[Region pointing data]
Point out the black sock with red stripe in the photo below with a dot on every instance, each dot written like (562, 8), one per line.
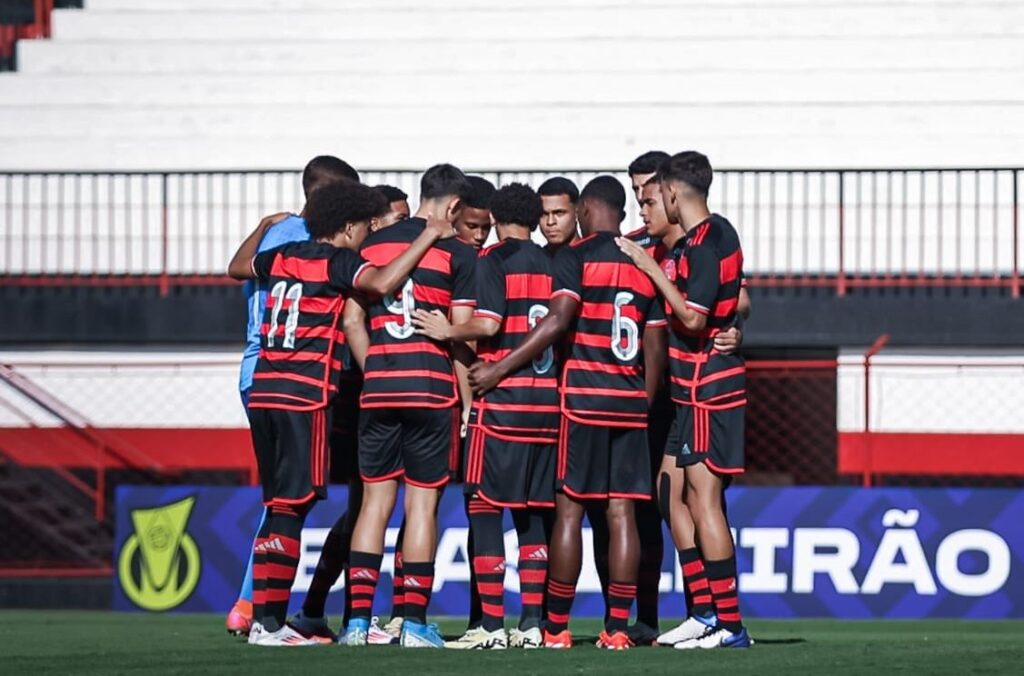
(419, 583)
(398, 588)
(621, 596)
(364, 572)
(259, 571)
(560, 597)
(282, 550)
(722, 577)
(329, 567)
(529, 525)
(698, 600)
(488, 561)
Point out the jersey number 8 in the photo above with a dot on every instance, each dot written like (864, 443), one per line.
(625, 333)
(280, 293)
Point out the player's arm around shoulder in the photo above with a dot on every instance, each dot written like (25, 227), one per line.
(383, 281)
(242, 265)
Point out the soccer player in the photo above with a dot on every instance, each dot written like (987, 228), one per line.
(514, 427)
(289, 227)
(472, 225)
(558, 220)
(297, 371)
(410, 417)
(645, 630)
(710, 390)
(608, 311)
(397, 206)
(671, 499)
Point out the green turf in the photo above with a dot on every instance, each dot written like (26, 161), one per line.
(72, 642)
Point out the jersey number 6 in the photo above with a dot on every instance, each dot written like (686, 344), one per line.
(545, 360)
(401, 302)
(625, 333)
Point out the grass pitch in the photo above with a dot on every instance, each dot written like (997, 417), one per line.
(78, 642)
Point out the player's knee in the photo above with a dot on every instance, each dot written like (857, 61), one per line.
(665, 497)
(620, 512)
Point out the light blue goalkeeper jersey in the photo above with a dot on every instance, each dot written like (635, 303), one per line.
(292, 228)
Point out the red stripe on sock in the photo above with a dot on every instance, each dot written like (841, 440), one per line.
(693, 567)
(415, 598)
(491, 588)
(494, 609)
(273, 595)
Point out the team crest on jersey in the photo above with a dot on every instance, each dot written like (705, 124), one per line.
(159, 564)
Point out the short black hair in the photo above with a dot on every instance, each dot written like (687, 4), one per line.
(390, 193)
(517, 204)
(443, 180)
(480, 192)
(324, 168)
(559, 185)
(332, 205)
(647, 163)
(689, 167)
(608, 191)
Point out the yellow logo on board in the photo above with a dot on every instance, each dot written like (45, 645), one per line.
(159, 564)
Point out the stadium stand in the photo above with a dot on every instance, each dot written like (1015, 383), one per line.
(870, 157)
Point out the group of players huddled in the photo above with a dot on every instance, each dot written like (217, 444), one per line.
(595, 376)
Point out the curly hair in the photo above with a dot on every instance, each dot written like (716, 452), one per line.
(517, 204)
(647, 163)
(480, 193)
(333, 205)
(688, 167)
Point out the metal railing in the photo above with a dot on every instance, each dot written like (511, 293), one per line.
(842, 228)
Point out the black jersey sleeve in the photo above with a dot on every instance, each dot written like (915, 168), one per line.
(701, 278)
(463, 276)
(491, 301)
(568, 273)
(345, 267)
(263, 262)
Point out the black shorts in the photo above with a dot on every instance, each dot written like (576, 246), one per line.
(513, 474)
(291, 454)
(598, 462)
(714, 437)
(345, 438)
(420, 445)
(660, 424)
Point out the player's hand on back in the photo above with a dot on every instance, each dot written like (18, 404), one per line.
(728, 341)
(433, 325)
(483, 377)
(273, 219)
(638, 255)
(441, 226)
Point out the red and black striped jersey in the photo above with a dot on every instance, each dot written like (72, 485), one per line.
(602, 378)
(707, 266)
(401, 368)
(513, 288)
(301, 342)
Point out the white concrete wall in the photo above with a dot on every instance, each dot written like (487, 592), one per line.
(911, 390)
(190, 84)
(980, 391)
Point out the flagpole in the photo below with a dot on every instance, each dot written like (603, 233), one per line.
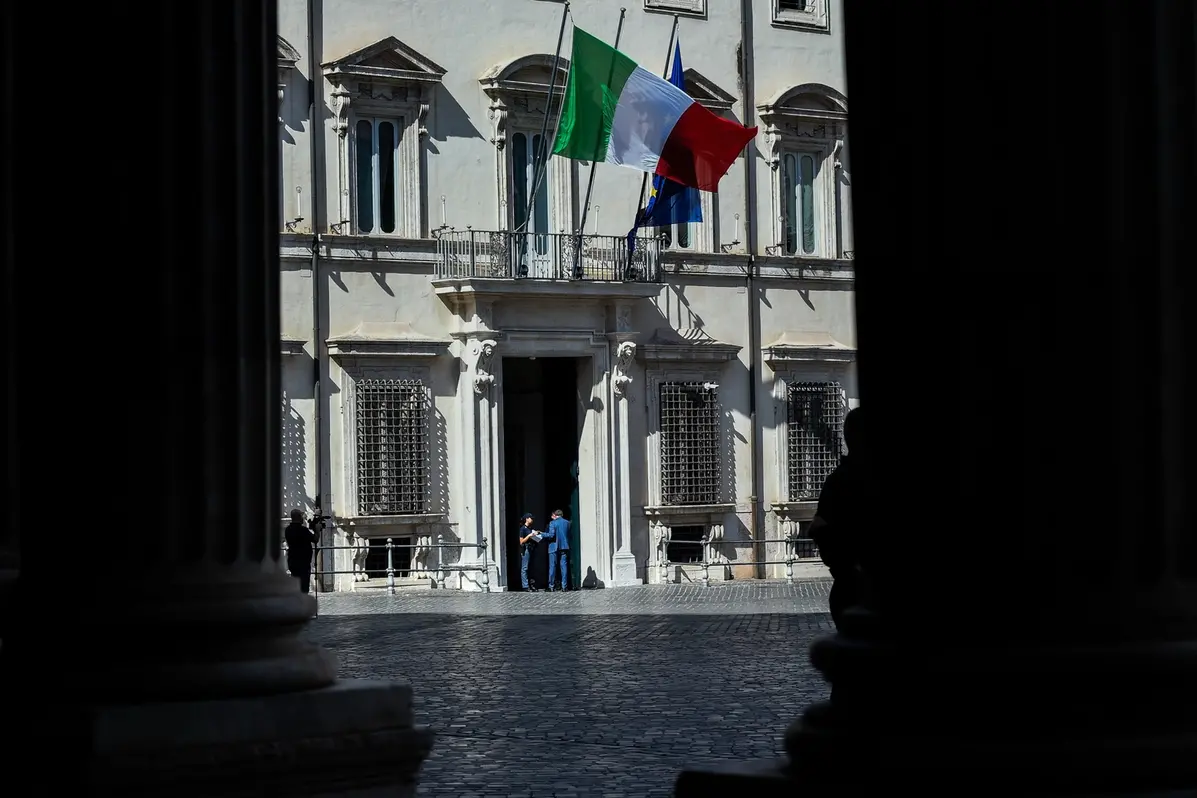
(590, 183)
(664, 73)
(541, 165)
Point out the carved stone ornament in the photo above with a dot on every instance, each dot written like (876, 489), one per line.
(484, 351)
(341, 99)
(624, 357)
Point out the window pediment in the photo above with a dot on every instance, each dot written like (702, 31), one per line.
(808, 110)
(690, 345)
(794, 347)
(387, 62)
(708, 92)
(518, 91)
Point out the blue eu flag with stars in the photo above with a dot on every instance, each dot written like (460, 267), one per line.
(669, 203)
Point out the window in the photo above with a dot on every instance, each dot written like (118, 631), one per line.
(806, 133)
(376, 166)
(803, 14)
(400, 558)
(685, 544)
(800, 171)
(690, 444)
(527, 157)
(392, 418)
(693, 7)
(814, 437)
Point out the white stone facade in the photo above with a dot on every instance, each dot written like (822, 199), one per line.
(425, 113)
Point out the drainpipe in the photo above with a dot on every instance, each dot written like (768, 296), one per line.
(747, 83)
(315, 139)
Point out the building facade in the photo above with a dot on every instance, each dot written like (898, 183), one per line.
(467, 339)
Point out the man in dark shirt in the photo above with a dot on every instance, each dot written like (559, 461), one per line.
(299, 537)
(839, 527)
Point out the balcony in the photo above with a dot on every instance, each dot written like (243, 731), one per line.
(506, 255)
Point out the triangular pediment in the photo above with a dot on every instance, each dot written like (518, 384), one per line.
(706, 91)
(388, 60)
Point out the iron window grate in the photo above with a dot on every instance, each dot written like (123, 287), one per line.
(393, 446)
(690, 444)
(815, 436)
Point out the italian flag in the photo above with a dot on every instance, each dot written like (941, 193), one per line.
(619, 113)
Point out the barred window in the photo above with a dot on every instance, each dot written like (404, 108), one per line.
(393, 446)
(815, 436)
(690, 444)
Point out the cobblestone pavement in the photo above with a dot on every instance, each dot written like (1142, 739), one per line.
(594, 693)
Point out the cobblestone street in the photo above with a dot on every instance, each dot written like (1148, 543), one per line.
(594, 693)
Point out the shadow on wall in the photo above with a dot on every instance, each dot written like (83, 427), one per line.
(438, 498)
(295, 458)
(451, 121)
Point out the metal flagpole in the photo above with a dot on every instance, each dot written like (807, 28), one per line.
(540, 158)
(544, 126)
(664, 73)
(590, 183)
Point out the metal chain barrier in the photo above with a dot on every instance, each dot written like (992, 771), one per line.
(439, 571)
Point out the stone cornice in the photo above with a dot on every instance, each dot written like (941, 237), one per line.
(450, 290)
(769, 267)
(386, 340)
(666, 511)
(365, 250)
(802, 347)
(292, 346)
(363, 524)
(686, 347)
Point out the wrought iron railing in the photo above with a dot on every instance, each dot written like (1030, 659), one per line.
(798, 549)
(546, 256)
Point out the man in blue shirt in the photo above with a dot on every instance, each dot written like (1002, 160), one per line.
(528, 540)
(558, 536)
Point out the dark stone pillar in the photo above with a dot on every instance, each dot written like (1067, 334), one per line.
(182, 664)
(1025, 187)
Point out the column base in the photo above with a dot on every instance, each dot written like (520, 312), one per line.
(624, 573)
(779, 778)
(350, 738)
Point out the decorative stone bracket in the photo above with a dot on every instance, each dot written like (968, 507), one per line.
(625, 354)
(482, 352)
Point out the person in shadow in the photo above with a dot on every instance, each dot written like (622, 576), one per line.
(558, 536)
(299, 537)
(528, 540)
(838, 527)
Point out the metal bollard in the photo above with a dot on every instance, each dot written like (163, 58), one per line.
(790, 548)
(390, 570)
(706, 559)
(486, 571)
(441, 559)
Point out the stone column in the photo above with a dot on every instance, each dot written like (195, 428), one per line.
(624, 561)
(186, 668)
(480, 460)
(1045, 638)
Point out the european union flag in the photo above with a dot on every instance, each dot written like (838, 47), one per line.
(669, 203)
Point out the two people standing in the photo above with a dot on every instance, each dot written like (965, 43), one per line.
(558, 538)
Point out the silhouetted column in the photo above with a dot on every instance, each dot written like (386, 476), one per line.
(187, 671)
(1033, 625)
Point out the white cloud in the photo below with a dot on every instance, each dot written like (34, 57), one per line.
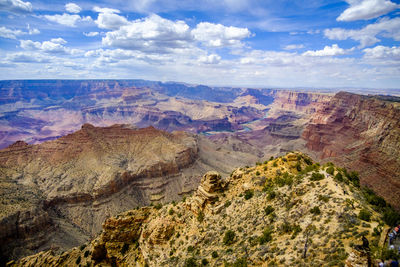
(389, 28)
(293, 47)
(108, 19)
(91, 34)
(383, 52)
(27, 57)
(218, 35)
(72, 8)
(366, 9)
(151, 34)
(333, 50)
(12, 34)
(16, 6)
(210, 59)
(54, 46)
(67, 19)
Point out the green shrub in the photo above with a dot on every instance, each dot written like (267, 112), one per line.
(330, 170)
(248, 194)
(339, 177)
(200, 216)
(124, 248)
(266, 236)
(229, 237)
(214, 254)
(364, 215)
(241, 262)
(269, 209)
(190, 262)
(316, 176)
(391, 217)
(271, 195)
(315, 210)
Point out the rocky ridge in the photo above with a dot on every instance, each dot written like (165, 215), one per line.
(285, 211)
(69, 186)
(361, 133)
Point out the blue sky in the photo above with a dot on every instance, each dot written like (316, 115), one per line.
(269, 43)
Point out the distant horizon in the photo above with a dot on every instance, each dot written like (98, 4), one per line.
(371, 90)
(246, 43)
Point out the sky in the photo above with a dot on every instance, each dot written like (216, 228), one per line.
(258, 43)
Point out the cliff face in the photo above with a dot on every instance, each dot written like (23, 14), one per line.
(275, 213)
(70, 185)
(363, 134)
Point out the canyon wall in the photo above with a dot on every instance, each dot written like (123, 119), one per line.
(363, 134)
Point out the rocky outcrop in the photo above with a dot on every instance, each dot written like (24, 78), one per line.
(258, 224)
(207, 193)
(363, 134)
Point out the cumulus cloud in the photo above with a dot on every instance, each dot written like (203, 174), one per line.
(109, 19)
(27, 57)
(383, 52)
(16, 6)
(333, 50)
(54, 46)
(91, 34)
(67, 19)
(389, 28)
(12, 34)
(293, 47)
(366, 9)
(210, 59)
(151, 34)
(72, 8)
(218, 35)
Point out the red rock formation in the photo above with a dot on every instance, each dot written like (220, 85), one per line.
(363, 134)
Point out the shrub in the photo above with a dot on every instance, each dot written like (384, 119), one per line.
(339, 177)
(200, 216)
(390, 217)
(315, 210)
(316, 176)
(364, 215)
(266, 236)
(241, 262)
(229, 237)
(271, 195)
(190, 262)
(269, 209)
(248, 194)
(214, 254)
(307, 160)
(124, 248)
(330, 170)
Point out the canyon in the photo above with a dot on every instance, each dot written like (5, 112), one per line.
(77, 152)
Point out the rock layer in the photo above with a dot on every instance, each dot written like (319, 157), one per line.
(363, 134)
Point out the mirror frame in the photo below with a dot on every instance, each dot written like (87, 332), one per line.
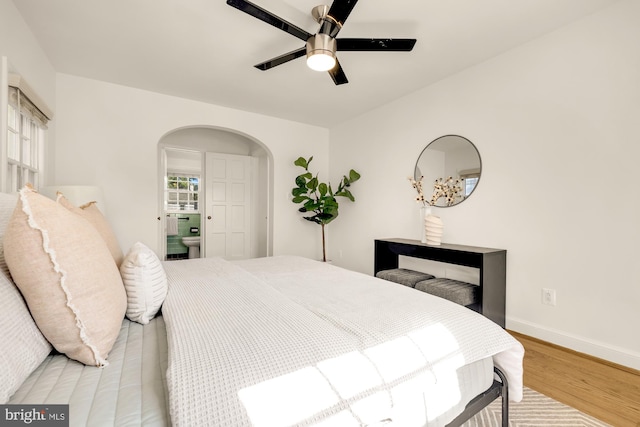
(471, 144)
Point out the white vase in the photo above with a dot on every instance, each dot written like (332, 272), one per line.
(433, 230)
(424, 211)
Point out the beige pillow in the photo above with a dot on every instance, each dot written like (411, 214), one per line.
(67, 276)
(145, 282)
(23, 346)
(91, 213)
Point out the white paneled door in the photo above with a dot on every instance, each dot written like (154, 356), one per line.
(228, 201)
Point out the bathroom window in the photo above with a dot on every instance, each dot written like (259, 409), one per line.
(26, 130)
(182, 192)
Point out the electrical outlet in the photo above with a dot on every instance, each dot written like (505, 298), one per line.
(548, 296)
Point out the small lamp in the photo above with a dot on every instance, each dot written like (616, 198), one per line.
(321, 52)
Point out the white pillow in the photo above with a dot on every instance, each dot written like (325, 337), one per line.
(145, 282)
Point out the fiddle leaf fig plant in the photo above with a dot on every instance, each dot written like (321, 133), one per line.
(318, 198)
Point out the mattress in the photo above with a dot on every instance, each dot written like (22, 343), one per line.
(130, 391)
(287, 341)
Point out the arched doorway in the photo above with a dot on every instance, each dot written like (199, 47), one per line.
(188, 182)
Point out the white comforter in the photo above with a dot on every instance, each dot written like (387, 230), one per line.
(289, 341)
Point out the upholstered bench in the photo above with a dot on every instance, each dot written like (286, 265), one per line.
(404, 276)
(454, 290)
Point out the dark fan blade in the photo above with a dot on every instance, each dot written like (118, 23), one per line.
(269, 18)
(391, 45)
(340, 10)
(282, 59)
(338, 13)
(338, 75)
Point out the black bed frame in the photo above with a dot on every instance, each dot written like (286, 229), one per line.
(497, 389)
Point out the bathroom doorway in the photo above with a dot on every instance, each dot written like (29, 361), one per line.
(188, 227)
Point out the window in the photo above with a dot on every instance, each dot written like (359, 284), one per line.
(26, 129)
(471, 178)
(181, 193)
(469, 185)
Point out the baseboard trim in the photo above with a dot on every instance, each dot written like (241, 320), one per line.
(600, 350)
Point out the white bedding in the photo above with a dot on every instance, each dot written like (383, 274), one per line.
(289, 341)
(131, 391)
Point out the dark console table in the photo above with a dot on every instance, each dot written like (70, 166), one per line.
(492, 264)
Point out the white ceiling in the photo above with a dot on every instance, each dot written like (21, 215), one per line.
(205, 50)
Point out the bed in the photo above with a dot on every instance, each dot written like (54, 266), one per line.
(278, 341)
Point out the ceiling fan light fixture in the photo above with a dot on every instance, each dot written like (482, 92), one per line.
(321, 52)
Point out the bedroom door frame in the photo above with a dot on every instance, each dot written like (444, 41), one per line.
(262, 181)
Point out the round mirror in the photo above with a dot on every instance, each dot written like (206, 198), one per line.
(450, 168)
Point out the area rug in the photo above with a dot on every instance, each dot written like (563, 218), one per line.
(534, 410)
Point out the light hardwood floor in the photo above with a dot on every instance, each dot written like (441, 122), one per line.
(602, 389)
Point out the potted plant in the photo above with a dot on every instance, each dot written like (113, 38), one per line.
(318, 198)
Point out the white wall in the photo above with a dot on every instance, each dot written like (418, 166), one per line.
(557, 125)
(108, 136)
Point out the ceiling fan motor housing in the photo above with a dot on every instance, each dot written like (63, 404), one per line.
(321, 44)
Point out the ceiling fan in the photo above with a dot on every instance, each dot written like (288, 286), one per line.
(321, 47)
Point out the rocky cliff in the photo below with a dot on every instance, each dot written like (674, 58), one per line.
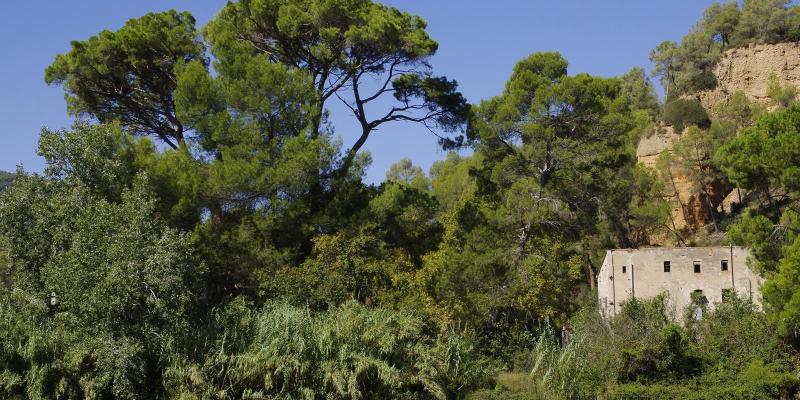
(746, 69)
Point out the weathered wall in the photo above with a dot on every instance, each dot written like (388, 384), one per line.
(644, 276)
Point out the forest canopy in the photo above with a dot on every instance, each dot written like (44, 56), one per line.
(201, 231)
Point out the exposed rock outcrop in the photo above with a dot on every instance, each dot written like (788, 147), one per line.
(747, 69)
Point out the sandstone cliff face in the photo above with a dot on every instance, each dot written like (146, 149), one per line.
(747, 69)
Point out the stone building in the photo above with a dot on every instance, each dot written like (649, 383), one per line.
(707, 274)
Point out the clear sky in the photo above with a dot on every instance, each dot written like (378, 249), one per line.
(479, 43)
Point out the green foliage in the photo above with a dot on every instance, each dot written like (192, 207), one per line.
(251, 261)
(126, 286)
(6, 179)
(739, 109)
(128, 75)
(451, 179)
(350, 351)
(782, 96)
(682, 113)
(766, 154)
(687, 67)
(338, 44)
(404, 171)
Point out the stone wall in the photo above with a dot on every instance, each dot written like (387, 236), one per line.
(640, 273)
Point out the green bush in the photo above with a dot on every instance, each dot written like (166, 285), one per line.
(682, 113)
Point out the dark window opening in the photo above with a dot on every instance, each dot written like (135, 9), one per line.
(727, 294)
(699, 303)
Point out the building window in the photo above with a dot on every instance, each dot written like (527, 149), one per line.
(727, 294)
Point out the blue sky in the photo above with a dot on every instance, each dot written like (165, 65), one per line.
(479, 43)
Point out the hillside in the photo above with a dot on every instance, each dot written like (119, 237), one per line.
(5, 179)
(749, 70)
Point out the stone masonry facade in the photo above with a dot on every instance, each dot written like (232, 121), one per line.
(710, 273)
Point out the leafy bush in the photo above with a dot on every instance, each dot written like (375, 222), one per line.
(350, 351)
(681, 113)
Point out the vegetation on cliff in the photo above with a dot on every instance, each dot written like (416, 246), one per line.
(246, 258)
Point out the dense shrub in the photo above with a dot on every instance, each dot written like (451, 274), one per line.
(351, 351)
(681, 113)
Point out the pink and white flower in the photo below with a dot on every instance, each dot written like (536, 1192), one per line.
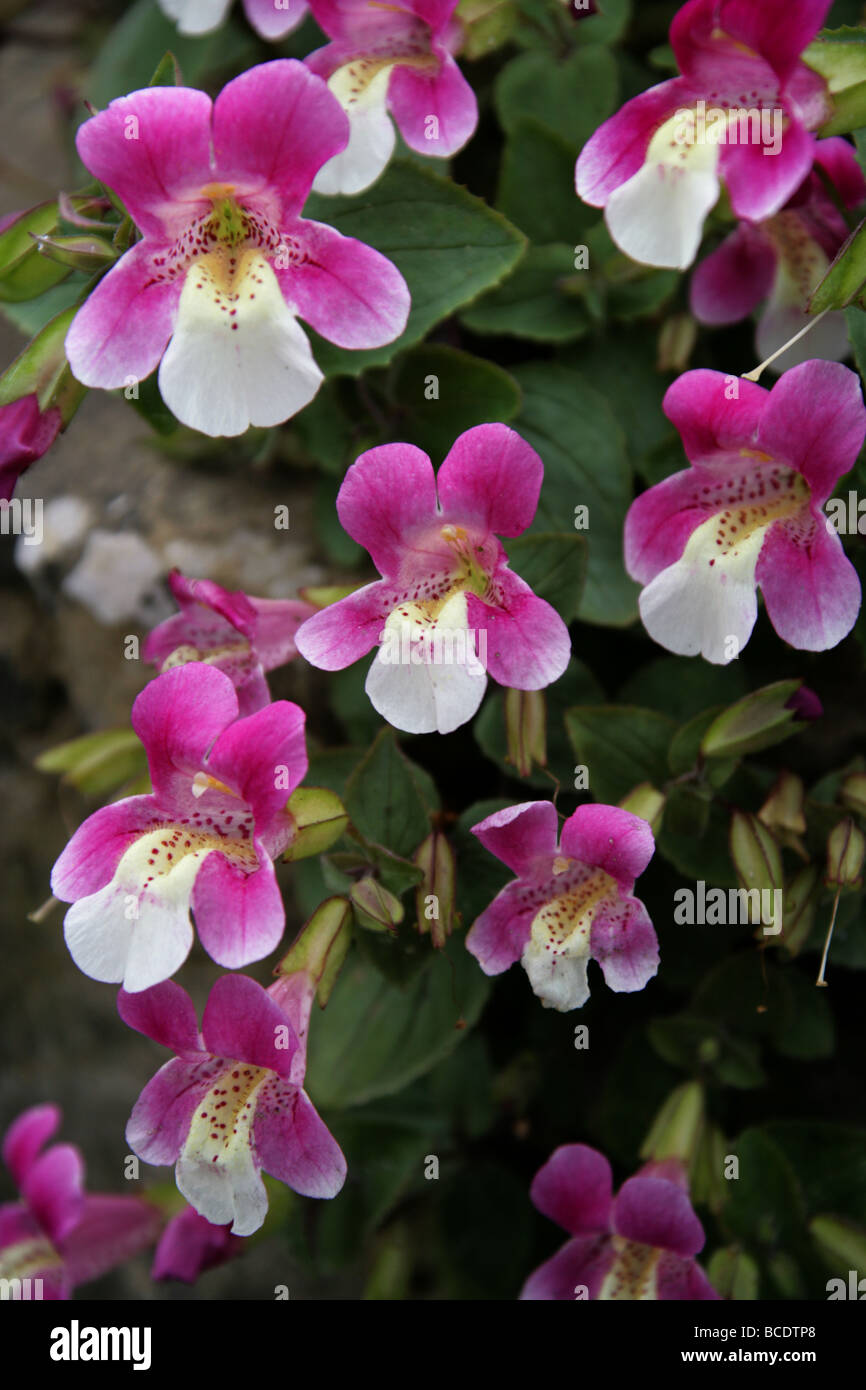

**ABOUT THIS EXERCISE:**
The answer consists solely of the lines from the one holding "Point out the leafy" through the last line of the entries above, set down verbatim, without any pictures.

**RESULT OF THE TASK:**
Point out the leafy bush in the photo above with a dot on every instance, each dot written like (375, 222), one per line.
(350, 351)
(681, 113)
Point out the vegetation on cliff in the photo above with a dot on every instance, each dot written like (416, 246), one per line.
(246, 258)
Point out the dense shrub in the photo above with a dot on every instance, each dot written like (451, 274), one per line.
(351, 351)
(681, 113)
Point out the pink and white flower in the photo below with a dot on every instance, each dot written like (536, 1192), one per line.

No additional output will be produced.